Task list:
**A)** Quote from the article on democratizing venture capital, starting with "But Freudenthal, 37, doesn't" and going on through "for $4.5 million.".
**B)** Continue the article on democratizing venture capital from the point where it stops.

Text under study:
Monday, Oct. 16, 2000
You Too Can Be A High Roller
By Daniel Eisenberg
When former biotech analyst Peter Freudenthal floated a plan for a publicly traded venture-capital fund last year, he learned how radical an idea it was. As he made the rounds of the venture capitalists on Sand Hill Road in Menlo Park, Calif., he found they didn't want to open their cozy world to hordes of retail investors. VCs were doing fine logging triple-digit gains by making early bets on dotcoms before they went public and swimming in cash raised from the likes of pension funds and the wealthiest individual investors.
But Freudenthal, 37, doesn't give up on an idea easily. He got all the way through Yale School of Medicine before deciding that a financial career would be more to his liking. He was determined to "democratize venture capital" and teamed up with Andy Singer, a colleague from San Francisco's Robertson Stephens investment firm. They finally corralled Tim Draper, a veteran VC, who wrote them a check for $4.5 million.

Record extracts:
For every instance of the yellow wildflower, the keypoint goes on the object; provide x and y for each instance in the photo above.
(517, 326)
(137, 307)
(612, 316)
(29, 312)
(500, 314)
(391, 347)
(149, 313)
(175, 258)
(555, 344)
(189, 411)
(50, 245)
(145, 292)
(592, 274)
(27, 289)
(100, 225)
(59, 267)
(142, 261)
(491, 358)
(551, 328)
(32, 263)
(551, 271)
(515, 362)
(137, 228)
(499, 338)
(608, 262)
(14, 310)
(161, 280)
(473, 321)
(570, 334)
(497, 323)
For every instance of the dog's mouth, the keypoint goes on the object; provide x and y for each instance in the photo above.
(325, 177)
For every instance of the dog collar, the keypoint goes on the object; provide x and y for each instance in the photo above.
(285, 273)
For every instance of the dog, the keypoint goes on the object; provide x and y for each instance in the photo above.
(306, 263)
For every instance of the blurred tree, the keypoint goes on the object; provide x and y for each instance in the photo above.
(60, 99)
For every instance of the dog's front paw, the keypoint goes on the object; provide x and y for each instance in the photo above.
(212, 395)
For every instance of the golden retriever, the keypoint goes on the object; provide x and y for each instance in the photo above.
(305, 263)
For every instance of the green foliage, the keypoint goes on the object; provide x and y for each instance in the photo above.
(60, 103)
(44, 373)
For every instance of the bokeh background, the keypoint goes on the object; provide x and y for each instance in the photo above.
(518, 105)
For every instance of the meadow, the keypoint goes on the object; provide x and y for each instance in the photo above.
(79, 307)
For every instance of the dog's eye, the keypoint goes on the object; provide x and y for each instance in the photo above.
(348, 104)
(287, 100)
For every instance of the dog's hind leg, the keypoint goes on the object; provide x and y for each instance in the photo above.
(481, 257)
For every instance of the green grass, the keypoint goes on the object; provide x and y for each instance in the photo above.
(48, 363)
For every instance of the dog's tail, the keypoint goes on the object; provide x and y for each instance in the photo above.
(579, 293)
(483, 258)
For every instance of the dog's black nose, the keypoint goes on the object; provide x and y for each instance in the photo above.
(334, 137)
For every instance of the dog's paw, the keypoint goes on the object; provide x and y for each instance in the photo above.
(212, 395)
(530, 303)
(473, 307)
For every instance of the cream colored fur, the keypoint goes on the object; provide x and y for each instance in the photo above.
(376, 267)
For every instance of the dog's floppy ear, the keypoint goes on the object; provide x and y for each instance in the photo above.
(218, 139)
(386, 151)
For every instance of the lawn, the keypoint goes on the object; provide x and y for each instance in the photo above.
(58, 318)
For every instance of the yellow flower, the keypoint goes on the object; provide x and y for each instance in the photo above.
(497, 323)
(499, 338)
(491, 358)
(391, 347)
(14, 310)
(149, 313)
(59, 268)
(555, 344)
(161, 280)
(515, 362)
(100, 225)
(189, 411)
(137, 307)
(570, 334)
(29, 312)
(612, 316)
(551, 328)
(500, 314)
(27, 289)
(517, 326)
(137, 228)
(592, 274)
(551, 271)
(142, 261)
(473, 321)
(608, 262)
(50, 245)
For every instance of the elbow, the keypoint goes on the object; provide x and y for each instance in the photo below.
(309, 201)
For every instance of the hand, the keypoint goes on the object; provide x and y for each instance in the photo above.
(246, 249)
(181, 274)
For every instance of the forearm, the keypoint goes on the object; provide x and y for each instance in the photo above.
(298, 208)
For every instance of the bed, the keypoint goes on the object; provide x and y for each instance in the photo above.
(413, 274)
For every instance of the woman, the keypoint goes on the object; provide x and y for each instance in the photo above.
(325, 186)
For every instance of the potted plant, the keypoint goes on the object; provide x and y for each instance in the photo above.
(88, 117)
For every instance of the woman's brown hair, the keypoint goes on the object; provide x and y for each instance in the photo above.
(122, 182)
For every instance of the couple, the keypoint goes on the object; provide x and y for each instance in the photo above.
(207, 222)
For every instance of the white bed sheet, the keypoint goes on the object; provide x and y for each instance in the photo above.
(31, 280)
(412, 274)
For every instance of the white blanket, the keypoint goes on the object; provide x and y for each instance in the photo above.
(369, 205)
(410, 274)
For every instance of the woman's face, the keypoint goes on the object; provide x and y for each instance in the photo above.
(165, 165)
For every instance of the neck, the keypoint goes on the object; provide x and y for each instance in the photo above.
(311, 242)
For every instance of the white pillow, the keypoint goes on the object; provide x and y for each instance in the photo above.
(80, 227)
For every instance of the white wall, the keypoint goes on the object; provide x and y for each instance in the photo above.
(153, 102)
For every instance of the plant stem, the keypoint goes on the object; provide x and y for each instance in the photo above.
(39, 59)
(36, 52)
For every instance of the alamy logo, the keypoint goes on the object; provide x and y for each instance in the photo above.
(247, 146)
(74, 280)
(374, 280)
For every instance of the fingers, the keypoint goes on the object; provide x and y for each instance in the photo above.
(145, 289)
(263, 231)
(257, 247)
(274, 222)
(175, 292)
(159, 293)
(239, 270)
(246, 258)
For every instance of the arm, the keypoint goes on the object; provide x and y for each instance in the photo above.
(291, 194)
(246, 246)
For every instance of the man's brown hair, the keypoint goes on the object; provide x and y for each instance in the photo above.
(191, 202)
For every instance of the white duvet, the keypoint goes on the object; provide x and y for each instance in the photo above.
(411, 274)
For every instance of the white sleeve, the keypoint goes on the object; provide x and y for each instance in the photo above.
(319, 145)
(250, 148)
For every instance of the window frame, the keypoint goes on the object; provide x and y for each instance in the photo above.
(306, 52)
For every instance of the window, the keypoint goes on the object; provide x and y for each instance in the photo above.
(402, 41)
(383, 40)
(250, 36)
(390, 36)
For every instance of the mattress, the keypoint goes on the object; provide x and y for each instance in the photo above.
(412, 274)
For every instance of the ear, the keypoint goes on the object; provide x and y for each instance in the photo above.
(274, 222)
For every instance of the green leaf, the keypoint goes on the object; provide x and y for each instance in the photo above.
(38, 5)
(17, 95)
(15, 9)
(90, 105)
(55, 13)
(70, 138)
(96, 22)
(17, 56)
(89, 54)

---

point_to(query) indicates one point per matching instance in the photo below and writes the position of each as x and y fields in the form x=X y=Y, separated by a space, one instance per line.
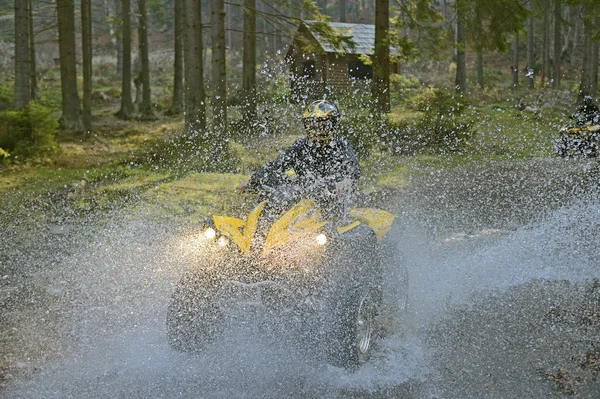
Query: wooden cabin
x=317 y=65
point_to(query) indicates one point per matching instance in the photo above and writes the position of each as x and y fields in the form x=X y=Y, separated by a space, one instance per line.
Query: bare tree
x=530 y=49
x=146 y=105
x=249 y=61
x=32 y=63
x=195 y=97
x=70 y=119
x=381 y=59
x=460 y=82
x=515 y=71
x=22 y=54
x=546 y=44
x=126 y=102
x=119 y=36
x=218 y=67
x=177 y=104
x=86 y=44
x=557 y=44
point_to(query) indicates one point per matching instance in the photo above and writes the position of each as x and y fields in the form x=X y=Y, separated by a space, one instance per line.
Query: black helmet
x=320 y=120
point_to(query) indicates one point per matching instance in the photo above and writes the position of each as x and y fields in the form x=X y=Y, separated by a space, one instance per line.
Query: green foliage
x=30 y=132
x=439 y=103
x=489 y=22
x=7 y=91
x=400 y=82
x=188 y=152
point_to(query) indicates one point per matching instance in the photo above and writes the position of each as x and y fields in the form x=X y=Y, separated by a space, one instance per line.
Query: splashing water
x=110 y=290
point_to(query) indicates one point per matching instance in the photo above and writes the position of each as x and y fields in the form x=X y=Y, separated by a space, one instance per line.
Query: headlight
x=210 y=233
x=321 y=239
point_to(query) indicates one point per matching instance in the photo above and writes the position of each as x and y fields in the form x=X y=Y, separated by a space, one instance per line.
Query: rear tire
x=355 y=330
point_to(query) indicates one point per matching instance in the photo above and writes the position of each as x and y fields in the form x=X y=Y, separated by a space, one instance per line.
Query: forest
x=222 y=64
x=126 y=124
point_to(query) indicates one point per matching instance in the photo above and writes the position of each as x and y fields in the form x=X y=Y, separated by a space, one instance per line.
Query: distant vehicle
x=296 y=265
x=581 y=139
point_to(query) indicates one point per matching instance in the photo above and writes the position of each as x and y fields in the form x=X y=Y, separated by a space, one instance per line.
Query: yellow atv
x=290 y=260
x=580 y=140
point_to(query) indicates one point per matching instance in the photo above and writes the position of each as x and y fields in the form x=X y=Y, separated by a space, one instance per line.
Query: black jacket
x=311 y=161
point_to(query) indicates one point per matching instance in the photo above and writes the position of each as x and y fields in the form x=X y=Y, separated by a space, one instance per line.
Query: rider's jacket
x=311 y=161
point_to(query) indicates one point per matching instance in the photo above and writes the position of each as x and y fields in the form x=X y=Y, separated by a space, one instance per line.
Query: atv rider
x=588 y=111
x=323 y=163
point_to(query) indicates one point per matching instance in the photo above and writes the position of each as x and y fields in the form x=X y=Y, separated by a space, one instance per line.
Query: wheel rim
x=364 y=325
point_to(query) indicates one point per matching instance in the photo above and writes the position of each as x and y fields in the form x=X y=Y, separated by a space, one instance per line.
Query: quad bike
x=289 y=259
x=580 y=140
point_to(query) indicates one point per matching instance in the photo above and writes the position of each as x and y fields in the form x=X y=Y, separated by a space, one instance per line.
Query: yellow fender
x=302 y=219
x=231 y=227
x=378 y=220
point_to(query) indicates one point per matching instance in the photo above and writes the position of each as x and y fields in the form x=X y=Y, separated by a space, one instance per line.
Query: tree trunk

...

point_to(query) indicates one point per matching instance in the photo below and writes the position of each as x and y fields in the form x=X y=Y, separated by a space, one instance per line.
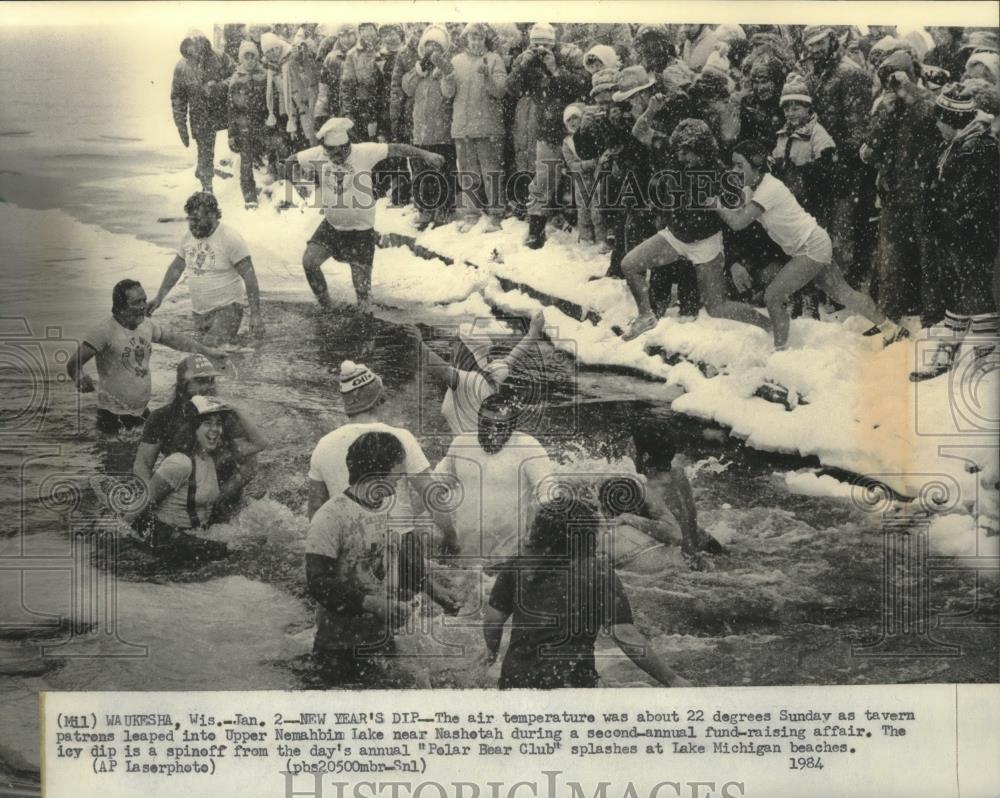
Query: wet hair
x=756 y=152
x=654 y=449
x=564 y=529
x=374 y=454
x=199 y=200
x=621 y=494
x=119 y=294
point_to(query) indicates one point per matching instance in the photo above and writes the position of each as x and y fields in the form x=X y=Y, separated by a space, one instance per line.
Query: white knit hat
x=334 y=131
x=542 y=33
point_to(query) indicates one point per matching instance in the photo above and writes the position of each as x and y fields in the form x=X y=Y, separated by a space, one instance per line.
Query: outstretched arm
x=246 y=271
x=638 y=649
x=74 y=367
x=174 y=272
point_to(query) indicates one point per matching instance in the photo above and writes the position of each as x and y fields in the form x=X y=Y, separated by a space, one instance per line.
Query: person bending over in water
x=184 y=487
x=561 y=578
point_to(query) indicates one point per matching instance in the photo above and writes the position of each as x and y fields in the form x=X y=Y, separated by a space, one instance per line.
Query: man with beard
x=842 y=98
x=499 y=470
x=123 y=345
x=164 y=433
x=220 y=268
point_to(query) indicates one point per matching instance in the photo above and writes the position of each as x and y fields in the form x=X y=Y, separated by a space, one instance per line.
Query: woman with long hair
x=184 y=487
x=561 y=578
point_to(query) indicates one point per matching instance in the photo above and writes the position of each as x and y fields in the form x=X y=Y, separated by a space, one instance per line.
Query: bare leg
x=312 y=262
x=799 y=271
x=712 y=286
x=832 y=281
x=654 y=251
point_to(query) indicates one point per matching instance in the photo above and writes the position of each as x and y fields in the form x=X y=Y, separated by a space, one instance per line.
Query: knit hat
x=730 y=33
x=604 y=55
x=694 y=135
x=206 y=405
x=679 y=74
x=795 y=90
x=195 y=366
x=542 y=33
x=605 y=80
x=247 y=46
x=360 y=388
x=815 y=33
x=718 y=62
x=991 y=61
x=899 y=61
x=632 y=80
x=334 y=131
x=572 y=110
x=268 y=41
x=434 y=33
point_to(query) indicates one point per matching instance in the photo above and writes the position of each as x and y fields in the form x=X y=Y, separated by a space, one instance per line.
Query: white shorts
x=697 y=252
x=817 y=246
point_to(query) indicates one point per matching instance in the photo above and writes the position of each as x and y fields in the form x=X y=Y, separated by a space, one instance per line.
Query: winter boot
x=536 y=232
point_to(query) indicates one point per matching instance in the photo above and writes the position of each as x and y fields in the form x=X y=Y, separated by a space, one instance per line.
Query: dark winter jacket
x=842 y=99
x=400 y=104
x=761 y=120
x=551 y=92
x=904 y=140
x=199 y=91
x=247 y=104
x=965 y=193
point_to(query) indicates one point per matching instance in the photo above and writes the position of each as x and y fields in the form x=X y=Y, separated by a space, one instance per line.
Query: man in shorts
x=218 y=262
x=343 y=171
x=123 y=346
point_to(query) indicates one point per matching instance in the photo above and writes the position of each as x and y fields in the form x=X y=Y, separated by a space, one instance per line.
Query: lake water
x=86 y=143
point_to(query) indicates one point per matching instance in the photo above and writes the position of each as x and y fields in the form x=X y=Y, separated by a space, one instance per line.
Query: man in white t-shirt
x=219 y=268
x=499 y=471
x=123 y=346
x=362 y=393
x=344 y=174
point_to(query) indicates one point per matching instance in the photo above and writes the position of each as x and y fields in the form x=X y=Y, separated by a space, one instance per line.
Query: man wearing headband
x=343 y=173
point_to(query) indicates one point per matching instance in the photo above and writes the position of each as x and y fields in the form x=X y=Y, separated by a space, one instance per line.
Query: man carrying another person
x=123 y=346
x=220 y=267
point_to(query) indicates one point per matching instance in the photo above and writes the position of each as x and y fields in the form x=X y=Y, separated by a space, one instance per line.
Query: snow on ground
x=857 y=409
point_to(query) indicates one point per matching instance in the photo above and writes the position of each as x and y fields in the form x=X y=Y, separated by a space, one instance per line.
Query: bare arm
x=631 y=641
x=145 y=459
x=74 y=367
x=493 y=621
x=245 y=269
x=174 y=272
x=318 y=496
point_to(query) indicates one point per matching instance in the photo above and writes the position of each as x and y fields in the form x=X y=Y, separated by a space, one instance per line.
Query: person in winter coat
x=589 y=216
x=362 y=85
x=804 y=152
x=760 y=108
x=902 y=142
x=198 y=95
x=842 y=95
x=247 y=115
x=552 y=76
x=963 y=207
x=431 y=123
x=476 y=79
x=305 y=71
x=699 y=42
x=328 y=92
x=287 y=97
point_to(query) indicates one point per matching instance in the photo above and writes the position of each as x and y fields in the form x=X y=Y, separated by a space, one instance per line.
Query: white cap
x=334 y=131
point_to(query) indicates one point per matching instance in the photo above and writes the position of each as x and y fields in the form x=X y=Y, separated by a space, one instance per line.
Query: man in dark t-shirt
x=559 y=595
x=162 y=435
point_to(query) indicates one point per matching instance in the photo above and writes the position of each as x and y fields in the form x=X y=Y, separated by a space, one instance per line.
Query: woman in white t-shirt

Responses per task:
**A)**
But Freudenthal, 37, doesn't give up on an idea easily. He got all the way through Yale School of Medicine before deciding that a financial career would be more to his liking. He was determined to "democratize venture capital" and teamed up with Andy Singer, a colleague from San Francisco's Robertson Stephens investment firm. They finally corralled Tim Draper, a veteran VC, who wrote them a check for $4.5 million.

**B)**
That was the start of meVC, which in June launched its $330 million meVC Draper Fisher Jurvetson Fund 1, taking stakes in such start-ups as Internet telephony player Pagoo and e-commerce firm Auctionwatch. Much like shares in a regular, closed-end mutual fund, meVC shares trade on the New York Stock Exchange (symbol: MVC). Unfortunately, because of this year's groggy market, meVC shares closed at $12.88 last week, down 36% from their initial price of $20. Since VC bets are notoriously risky, many critics think small-time investors shouldn't be fooling around with this business. Freudenthal counters that as long as you're betting only a small portion of your portfolio, 2% to 4%, "a professionally managed, diversified venture-capital fund is less risky than any single NASDAQ stock." And now, for the first time, it's a risk anyone can take.